> _Input material_:
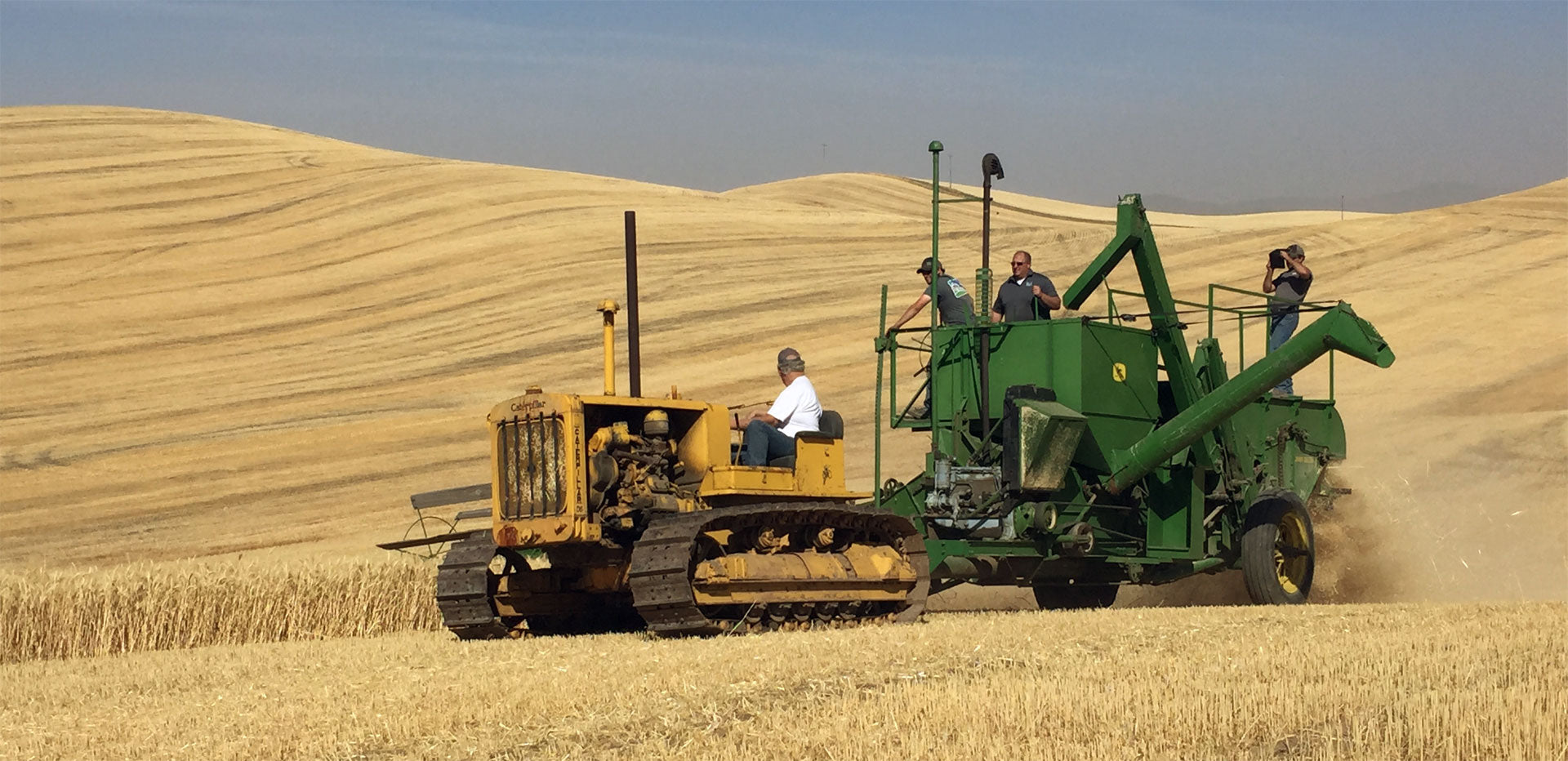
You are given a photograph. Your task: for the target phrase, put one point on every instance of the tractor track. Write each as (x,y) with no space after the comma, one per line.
(661,573)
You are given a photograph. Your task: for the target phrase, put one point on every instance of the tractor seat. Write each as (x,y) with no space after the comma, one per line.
(831,424)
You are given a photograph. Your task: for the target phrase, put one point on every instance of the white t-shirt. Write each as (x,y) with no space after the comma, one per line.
(797,407)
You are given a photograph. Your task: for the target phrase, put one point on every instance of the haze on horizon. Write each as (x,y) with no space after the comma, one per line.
(1215,107)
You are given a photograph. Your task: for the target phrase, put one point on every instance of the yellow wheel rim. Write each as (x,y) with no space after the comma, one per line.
(1293,553)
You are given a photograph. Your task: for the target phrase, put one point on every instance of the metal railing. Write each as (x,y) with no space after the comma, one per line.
(1241,314)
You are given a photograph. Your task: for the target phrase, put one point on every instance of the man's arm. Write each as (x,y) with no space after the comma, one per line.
(737,422)
(1048,294)
(911,311)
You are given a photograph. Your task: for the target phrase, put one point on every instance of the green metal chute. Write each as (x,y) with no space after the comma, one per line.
(1338,328)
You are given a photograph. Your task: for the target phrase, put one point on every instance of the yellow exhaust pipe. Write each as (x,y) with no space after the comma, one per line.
(608,308)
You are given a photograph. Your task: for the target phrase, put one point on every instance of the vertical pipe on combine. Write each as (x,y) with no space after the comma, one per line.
(937,267)
(634,350)
(1211,309)
(985,294)
(882,333)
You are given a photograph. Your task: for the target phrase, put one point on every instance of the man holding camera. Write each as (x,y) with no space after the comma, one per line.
(1288,292)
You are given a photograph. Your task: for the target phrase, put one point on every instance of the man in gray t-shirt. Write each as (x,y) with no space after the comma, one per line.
(1026,296)
(952,300)
(1285,308)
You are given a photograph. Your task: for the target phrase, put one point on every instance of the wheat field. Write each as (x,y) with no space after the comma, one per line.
(189,604)
(1432,683)
(229,352)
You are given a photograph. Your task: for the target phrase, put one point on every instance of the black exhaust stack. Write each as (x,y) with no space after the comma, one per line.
(634,360)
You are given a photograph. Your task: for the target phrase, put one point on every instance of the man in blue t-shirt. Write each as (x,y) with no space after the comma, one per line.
(1285,308)
(952,300)
(954,305)
(1026,296)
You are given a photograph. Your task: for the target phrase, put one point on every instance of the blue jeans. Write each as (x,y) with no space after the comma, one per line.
(1280,330)
(764,443)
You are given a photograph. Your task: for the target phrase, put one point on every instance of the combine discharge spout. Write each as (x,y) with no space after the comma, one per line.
(1338,328)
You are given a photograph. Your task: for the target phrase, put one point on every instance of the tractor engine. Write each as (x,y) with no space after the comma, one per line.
(632,476)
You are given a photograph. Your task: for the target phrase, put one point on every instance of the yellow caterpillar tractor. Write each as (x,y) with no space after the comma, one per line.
(613,514)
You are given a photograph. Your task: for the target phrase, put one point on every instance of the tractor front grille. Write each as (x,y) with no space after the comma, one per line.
(532,466)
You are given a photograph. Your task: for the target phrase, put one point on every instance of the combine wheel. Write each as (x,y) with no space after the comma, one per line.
(1276,551)
(1075,597)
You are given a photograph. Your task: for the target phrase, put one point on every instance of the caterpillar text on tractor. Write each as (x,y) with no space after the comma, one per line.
(1068,456)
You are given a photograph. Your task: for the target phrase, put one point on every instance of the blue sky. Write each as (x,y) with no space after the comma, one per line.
(1211,102)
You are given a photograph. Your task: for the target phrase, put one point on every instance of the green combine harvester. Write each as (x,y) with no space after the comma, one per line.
(1076,456)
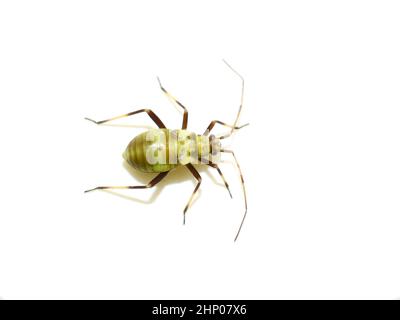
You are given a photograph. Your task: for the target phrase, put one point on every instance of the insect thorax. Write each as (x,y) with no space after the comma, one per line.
(160,150)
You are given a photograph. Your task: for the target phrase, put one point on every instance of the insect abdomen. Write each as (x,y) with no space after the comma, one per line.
(161,150)
(140,152)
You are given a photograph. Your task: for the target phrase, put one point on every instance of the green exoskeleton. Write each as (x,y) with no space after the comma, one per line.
(162,150)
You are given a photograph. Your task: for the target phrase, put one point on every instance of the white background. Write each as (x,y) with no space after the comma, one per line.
(320,158)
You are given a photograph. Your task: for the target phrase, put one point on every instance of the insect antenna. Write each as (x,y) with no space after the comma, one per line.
(241,99)
(243,187)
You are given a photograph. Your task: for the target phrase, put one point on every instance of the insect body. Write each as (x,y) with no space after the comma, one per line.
(162,150)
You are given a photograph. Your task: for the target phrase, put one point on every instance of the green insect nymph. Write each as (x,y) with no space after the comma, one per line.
(162,150)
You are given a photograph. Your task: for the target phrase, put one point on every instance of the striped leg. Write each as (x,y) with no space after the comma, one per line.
(151,114)
(198,177)
(185,112)
(244,190)
(152,183)
(215,166)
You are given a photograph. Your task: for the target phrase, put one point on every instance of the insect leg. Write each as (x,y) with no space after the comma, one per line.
(198,177)
(244,190)
(214,165)
(185,112)
(151,114)
(152,183)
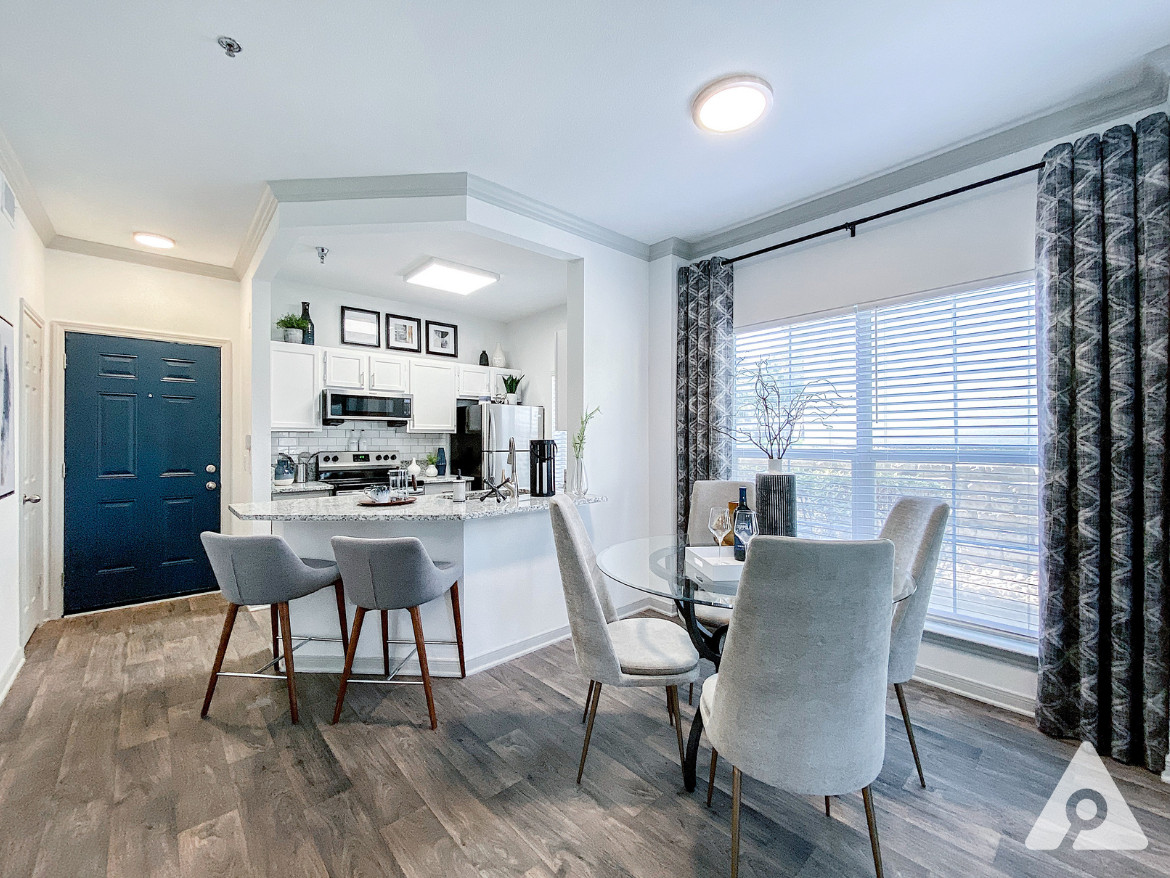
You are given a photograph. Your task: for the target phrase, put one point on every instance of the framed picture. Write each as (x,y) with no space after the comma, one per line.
(442,338)
(404,333)
(360,327)
(7,409)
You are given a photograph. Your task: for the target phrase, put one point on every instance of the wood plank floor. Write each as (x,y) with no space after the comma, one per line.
(105,768)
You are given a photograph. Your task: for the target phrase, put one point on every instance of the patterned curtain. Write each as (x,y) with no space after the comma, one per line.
(1103,310)
(704,390)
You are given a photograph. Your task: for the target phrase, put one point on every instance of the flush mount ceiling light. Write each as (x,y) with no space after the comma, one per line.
(150,239)
(731,103)
(449,276)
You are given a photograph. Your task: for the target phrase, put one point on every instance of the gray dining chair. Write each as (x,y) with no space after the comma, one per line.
(263,569)
(799,701)
(611,651)
(396,574)
(916,526)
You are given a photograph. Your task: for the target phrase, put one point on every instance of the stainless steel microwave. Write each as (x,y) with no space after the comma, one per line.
(337,406)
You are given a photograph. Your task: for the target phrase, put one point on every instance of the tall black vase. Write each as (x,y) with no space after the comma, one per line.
(776,503)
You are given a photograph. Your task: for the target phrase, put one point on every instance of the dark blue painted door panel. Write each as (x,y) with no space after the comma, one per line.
(142,429)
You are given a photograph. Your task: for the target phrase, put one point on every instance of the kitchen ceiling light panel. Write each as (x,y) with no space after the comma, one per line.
(451,276)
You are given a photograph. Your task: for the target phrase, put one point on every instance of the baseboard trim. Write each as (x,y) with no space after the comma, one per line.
(9,673)
(448,666)
(989,694)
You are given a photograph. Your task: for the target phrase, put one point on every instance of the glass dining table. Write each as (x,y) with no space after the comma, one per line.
(658,566)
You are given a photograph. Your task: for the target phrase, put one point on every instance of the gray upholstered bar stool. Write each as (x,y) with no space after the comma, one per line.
(263,569)
(396,574)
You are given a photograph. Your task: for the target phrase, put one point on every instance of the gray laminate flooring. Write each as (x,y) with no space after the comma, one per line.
(105,768)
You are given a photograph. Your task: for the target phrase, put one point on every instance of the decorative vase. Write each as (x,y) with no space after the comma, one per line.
(309,336)
(776,503)
(580,479)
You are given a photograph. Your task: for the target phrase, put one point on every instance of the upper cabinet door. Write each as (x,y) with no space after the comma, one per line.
(295,386)
(345,370)
(474,382)
(390,375)
(433,391)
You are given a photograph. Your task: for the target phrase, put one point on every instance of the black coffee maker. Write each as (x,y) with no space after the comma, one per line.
(542,467)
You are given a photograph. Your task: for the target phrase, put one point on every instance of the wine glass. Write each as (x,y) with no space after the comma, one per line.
(718,522)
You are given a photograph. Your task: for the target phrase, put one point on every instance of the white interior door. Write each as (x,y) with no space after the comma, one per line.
(33,591)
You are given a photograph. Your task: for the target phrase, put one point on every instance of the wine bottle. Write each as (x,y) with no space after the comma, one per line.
(308,334)
(741,523)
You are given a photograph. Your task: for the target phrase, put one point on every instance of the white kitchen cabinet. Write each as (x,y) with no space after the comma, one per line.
(345,370)
(390,375)
(433,391)
(295,395)
(474,382)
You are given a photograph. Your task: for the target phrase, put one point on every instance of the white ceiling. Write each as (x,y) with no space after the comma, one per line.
(374,263)
(126,115)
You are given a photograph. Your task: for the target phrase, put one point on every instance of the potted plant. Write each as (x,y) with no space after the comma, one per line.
(580,477)
(294,327)
(772,416)
(511,384)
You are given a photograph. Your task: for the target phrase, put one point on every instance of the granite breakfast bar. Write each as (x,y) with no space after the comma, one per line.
(511,596)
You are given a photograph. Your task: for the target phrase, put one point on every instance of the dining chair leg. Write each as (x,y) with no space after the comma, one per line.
(348,671)
(225,636)
(287,639)
(339,594)
(385,643)
(417,621)
(735,822)
(710,777)
(673,695)
(868,798)
(909,732)
(276,636)
(459,628)
(589,728)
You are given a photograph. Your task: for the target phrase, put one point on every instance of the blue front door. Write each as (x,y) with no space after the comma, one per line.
(142,468)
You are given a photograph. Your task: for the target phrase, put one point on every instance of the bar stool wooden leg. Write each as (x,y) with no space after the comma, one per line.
(459,626)
(225,636)
(287,637)
(339,591)
(276,636)
(417,622)
(358,616)
(385,642)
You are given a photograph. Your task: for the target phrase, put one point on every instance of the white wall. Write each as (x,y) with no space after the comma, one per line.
(475,334)
(21,276)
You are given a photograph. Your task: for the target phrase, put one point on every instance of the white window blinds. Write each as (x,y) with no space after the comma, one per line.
(936,398)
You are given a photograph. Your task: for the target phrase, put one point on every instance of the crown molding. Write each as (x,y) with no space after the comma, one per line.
(155,260)
(1147,89)
(26,196)
(261,218)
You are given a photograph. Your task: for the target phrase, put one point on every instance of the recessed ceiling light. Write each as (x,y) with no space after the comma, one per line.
(731,103)
(152,240)
(449,276)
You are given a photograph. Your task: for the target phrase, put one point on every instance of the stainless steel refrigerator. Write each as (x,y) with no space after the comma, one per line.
(479,448)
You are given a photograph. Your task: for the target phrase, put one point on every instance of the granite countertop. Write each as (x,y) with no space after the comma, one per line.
(424,508)
(301,487)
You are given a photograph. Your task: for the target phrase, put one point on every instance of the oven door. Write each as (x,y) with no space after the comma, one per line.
(337,407)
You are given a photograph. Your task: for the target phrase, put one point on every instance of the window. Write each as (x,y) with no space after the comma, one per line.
(936,397)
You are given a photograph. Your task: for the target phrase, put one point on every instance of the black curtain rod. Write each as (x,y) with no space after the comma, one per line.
(852,225)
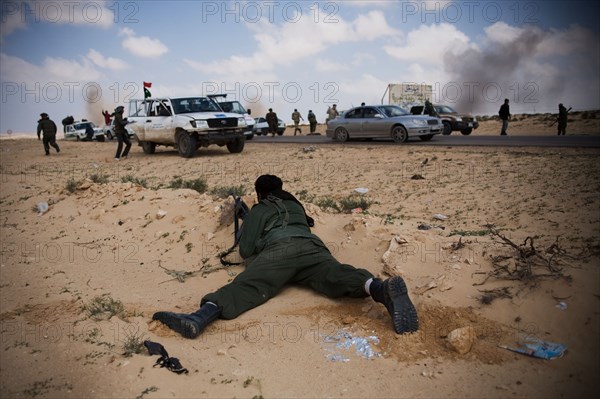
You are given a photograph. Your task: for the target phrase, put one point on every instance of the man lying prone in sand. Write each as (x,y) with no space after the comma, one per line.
(279,248)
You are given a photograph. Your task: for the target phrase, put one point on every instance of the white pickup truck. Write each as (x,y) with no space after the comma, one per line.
(186,123)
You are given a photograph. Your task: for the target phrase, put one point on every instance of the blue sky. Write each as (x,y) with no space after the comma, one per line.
(79,57)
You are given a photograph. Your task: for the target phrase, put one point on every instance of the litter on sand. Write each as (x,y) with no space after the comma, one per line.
(346,341)
(42,207)
(541,349)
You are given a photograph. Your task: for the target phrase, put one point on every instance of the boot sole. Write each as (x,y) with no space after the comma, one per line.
(179,323)
(403,312)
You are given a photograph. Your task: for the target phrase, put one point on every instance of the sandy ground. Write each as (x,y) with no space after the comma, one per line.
(110,241)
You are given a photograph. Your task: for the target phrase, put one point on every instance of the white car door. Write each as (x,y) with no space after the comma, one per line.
(158,124)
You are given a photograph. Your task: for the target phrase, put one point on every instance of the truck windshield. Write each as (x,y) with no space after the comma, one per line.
(233,106)
(444,109)
(393,110)
(194,104)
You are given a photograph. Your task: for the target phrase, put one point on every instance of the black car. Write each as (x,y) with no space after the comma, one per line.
(452,120)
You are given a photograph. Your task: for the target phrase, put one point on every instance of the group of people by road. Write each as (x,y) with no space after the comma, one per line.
(47,128)
(46,131)
(273,121)
(561,120)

> _Problem details_: Return verbatim every line from the one containing "of the boot" through the final line of the rows above, including both of those lines.

> _Written response_:
You are given a photograph. Your task: for the target phrase, put one point on every instance of the boot sole. Write each as (x,y) with no space after the comma, one per line.
(179,323)
(403,312)
You are given a photograph. Your task: for the target phrase, put one point on every instance of the sandy ground. Write each as (x,y) with no space after the comma, one per line.
(110,241)
You are given a photograph. Your task: for the target phrase, put one point on every instance of the white car door. Write each as (x,y) with no space after the comma, one per line.
(158,124)
You are given a photograph. Your task: for the target phrase, put one point on every instance of the truck windshield. Write each as (x,y) with no space after the comma, one per line.
(233,106)
(444,109)
(393,110)
(194,104)
You are given a photograph. Your task: for the target phrase, put one point on every instance of the black car. Write each as (x,y) with no space after the comma, one per line.
(452,120)
You are given a photograph. Your task: for the target phrase, put one point on every instance of the group of people by road. Write each as (x,y) with no space after the comma, one per line.
(47,128)
(46,131)
(273,121)
(561,120)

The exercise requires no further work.